### [Problem to solve]
Pictures should not appear in the copy; the records themselves must be written out exactly.

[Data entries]
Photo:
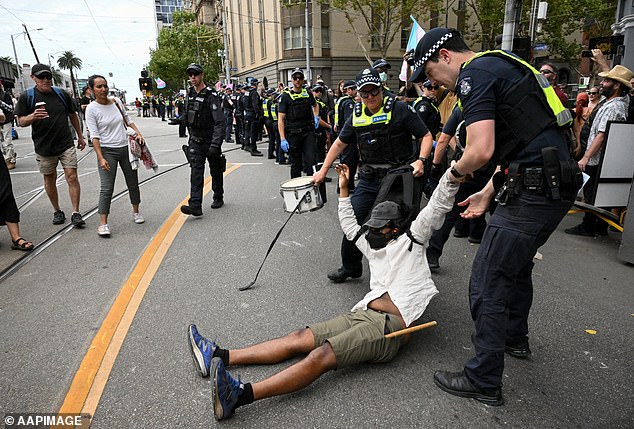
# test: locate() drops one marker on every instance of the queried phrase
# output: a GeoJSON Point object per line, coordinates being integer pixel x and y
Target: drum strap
{"type": "Point", "coordinates": [296, 210]}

### [Your solution]
Photo:
# test: locate() drops one marker on every instance of the queried phrase
# output: a GeoJSON Point object per line, coordinates being integer pixel x and y
Target: drum strap
{"type": "Point", "coordinates": [296, 210]}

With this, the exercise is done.